_THINGS TO DO_.
1) Copy the part of the Micro Focus article starting with "Micro Focus, one" and going on through "almost two weeks.".
2) Answer these questions using the Micro Focus article.
(a) What was the size of the loan Micro Focus shelved?
(b) In what year was the existing loan due?
(c) What credit rating does the article give the company?
3) Carry the Micro Focus article forward from its final sentence.

** QUOTED PASSAGE follows **

Big UK loan deal shelved amid coronavirus turmoil

Micro Focus, one of Britain’s largest listed technology businesses, has become the latest company to postpone a debt sale due to choppy market conditions stemming from the spread of the coronavirus, shelving a $1.4bn loan that had been in the works for almost two weeks.

Micro Focus planned to refinance an existing loan coming due in 2021 that had initially supported the acquisition of Hewlett-Packard’s enterprise software division. The seven-year deal was set to be issued in both dollars and euros with a minimum of $500m and €500m for each tranche.

The company joins a growing list of loan issuers that have shelved deals after a dramatic decline in debt prices that has pushed corporate borrowing costs higher.

The US tranche had initially been launched with an expected borrowing cost of about 375 basis points above the Libor interest rate benchmark, giving the double-B rated company an all-in borrowing cost of roughly 5.5 per cent.

** End of QUOTED PASSAGE **
** PROVIDED RECORDS follows **

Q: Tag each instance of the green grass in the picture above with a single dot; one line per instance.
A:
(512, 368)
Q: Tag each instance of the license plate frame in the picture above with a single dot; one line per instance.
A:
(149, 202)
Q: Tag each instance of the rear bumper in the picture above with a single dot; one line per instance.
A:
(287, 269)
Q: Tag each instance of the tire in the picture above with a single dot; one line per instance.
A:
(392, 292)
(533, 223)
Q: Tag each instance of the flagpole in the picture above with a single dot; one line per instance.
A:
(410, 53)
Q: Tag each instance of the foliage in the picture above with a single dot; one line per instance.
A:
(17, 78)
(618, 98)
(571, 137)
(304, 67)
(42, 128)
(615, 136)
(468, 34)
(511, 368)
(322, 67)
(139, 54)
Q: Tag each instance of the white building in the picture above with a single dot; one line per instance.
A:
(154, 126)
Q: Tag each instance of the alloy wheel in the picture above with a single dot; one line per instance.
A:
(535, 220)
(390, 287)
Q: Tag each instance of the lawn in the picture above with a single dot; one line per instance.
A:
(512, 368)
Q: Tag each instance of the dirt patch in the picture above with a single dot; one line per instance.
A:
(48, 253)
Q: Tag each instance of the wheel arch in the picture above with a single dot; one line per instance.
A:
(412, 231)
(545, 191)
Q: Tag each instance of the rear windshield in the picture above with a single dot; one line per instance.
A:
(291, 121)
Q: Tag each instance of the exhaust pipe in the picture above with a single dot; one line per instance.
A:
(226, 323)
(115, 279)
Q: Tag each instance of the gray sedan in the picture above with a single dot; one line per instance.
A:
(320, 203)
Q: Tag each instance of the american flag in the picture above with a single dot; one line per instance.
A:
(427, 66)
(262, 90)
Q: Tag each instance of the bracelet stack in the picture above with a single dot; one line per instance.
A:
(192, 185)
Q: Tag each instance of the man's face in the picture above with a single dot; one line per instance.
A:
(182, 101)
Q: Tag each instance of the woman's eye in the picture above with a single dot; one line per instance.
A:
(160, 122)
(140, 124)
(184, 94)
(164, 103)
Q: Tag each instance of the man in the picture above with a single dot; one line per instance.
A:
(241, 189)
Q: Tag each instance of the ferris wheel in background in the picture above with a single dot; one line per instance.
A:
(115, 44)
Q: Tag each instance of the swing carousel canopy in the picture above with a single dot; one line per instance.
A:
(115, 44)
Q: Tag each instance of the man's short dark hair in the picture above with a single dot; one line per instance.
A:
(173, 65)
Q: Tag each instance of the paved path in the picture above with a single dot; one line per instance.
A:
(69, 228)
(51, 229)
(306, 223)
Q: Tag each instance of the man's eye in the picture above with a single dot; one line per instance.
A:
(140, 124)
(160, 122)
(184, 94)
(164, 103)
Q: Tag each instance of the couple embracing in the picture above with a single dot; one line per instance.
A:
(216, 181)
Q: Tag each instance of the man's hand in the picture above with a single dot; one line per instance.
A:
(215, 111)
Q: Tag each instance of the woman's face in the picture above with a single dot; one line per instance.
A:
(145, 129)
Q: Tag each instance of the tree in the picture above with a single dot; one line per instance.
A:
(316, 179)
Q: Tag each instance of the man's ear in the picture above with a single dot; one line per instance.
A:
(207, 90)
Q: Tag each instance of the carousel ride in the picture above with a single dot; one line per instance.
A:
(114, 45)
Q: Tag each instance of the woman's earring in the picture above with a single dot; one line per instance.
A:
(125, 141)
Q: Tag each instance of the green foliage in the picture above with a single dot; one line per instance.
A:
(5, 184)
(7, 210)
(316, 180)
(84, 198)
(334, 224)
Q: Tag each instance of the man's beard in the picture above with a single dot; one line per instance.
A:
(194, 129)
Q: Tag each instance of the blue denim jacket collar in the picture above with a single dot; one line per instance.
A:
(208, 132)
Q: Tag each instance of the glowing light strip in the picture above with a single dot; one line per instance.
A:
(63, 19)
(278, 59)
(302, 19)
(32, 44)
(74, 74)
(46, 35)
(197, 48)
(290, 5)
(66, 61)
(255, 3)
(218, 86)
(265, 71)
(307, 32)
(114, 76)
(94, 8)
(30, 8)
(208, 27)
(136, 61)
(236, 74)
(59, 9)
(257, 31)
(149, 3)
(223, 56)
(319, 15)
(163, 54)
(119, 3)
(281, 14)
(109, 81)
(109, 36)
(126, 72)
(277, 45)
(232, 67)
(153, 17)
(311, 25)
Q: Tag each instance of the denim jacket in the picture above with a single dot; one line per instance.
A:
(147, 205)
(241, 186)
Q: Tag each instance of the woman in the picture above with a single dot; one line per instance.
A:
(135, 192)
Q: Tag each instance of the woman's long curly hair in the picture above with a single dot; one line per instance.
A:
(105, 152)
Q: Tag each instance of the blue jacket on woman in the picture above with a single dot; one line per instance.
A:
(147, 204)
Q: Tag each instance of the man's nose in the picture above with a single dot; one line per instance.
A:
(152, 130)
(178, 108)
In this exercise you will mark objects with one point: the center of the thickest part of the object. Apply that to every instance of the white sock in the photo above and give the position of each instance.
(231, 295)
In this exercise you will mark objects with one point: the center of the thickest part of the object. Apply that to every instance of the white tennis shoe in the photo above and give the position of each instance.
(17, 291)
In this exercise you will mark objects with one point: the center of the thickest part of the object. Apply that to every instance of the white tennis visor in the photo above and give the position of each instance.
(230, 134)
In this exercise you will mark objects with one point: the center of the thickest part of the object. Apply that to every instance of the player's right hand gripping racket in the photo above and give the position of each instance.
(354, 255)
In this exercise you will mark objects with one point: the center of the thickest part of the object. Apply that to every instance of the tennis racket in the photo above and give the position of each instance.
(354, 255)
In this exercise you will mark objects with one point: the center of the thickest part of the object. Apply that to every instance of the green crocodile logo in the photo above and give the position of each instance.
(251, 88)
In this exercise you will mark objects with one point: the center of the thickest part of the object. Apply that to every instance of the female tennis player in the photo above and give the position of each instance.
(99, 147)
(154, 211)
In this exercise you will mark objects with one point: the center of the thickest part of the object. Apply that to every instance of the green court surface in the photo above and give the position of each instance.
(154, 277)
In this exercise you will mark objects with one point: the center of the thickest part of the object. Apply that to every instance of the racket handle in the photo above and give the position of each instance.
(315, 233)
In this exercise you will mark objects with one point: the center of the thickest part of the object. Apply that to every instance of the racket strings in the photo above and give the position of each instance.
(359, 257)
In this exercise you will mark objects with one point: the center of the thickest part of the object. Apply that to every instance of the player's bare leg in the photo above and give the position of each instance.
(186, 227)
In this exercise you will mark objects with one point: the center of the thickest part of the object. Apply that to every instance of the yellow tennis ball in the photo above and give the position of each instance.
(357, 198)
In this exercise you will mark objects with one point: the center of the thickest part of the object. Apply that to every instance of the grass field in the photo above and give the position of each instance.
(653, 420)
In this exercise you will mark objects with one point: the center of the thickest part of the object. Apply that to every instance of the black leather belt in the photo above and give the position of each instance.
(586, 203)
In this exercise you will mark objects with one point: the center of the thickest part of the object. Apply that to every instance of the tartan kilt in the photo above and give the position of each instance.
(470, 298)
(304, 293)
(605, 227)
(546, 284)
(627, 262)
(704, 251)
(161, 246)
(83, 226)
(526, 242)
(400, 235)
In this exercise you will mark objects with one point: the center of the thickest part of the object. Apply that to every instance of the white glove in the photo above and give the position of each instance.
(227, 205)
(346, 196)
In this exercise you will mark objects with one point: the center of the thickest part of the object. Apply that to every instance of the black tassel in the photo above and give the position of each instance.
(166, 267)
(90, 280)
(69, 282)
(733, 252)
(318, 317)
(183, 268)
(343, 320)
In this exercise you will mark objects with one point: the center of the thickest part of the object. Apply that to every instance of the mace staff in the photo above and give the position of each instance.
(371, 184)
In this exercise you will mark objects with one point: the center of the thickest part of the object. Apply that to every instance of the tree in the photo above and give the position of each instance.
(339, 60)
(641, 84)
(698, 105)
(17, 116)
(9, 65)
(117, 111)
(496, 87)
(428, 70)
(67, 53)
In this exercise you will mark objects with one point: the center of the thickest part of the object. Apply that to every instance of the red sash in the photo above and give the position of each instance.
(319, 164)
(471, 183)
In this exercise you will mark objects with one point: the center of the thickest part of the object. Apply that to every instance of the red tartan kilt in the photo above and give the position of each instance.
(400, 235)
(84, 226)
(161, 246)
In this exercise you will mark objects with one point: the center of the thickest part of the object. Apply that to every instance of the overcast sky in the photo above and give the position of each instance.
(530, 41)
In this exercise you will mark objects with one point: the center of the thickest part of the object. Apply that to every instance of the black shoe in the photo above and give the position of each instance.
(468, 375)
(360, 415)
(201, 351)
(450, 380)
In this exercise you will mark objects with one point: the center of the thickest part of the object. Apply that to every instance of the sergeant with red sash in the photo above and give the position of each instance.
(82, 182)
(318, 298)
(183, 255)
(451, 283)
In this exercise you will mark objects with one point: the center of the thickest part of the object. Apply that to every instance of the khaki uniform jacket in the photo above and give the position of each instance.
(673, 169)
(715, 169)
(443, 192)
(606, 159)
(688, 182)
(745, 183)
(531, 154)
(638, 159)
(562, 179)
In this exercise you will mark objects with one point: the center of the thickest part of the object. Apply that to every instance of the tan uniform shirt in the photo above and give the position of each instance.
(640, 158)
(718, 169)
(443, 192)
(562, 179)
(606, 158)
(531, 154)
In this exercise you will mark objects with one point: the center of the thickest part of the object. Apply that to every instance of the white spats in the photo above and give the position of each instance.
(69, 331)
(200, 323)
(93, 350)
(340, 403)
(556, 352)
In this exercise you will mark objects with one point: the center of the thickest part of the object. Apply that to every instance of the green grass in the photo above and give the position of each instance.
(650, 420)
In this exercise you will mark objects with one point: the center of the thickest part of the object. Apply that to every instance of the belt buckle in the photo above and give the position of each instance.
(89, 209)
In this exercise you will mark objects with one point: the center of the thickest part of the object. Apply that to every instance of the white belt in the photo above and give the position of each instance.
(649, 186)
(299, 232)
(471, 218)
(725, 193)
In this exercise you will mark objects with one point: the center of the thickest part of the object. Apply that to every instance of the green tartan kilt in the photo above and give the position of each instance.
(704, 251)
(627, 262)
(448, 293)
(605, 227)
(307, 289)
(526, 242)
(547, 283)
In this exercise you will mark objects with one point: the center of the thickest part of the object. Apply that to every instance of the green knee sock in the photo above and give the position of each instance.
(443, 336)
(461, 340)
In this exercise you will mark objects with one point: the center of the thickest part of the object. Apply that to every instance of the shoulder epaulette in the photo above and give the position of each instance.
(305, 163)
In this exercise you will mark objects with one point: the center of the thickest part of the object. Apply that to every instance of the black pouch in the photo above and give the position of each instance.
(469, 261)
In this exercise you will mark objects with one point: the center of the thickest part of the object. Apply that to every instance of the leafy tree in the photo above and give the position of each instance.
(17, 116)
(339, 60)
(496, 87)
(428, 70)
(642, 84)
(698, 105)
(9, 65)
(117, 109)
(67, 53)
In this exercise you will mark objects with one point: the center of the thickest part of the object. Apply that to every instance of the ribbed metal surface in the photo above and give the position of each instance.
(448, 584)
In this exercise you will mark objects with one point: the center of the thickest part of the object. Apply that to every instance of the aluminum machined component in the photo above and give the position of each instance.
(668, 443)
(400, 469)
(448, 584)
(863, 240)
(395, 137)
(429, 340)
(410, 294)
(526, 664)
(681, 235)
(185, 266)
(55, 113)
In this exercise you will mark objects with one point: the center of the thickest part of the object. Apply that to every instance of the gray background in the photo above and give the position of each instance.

** End of PROVIDED RECORDS **

_ANSWER LIST_.
1)
Micro Focus, one of Britain’s largest listed technology businesses, has become the latest company to postpone a debt sale due to choppy market conditions stemming from the spread of the coronavirus, shelving a $1.4bn loan that had been in the works for almost two weeks.

2)
(a) $1.4bn
(b) 2021
(c) Double-B

3)
The average yield across the 100 largest single B- and double B-rated loan issuers rose 50bp to a 2020 high of 5.78 per cent last week, according to an index run by the Loan Syndications and Trading Association, even after a roughly 20bp fall in three-month Libor.

In a statement released on Monday, Micro Focus said it pulled the loan sale “due to adverse market conditions”, adding that it “intends to relaunch the refinancing once market conditions improve”.

It was another blow for Micro Focus, which last month announced that long-term chairman Kevin Loosemore, the architect of a series of acquisitions that briefly transformed the software business into a FTSE 100 company, would leave.

It also said it did not expect its financial performance to improve until 2021 and that a strategic review of its sprawling operations had not yielded any asset sales.

Micro Focus specialises in buying older, low-growth software products and cutting costs to boost profitability. Its acquisition of HP’s software portfolio, including the old Autonomy business, for $8.8bn three years ago was hailed as a transformative move and a rare example of a UK technology company turning the tables on a larger US rival.

However, Micro Focus has struggled to make the deal work. The shares traded at more than £26 each in late 2017 but have crashed since and closed 5 per cent lower at 701p on Monday.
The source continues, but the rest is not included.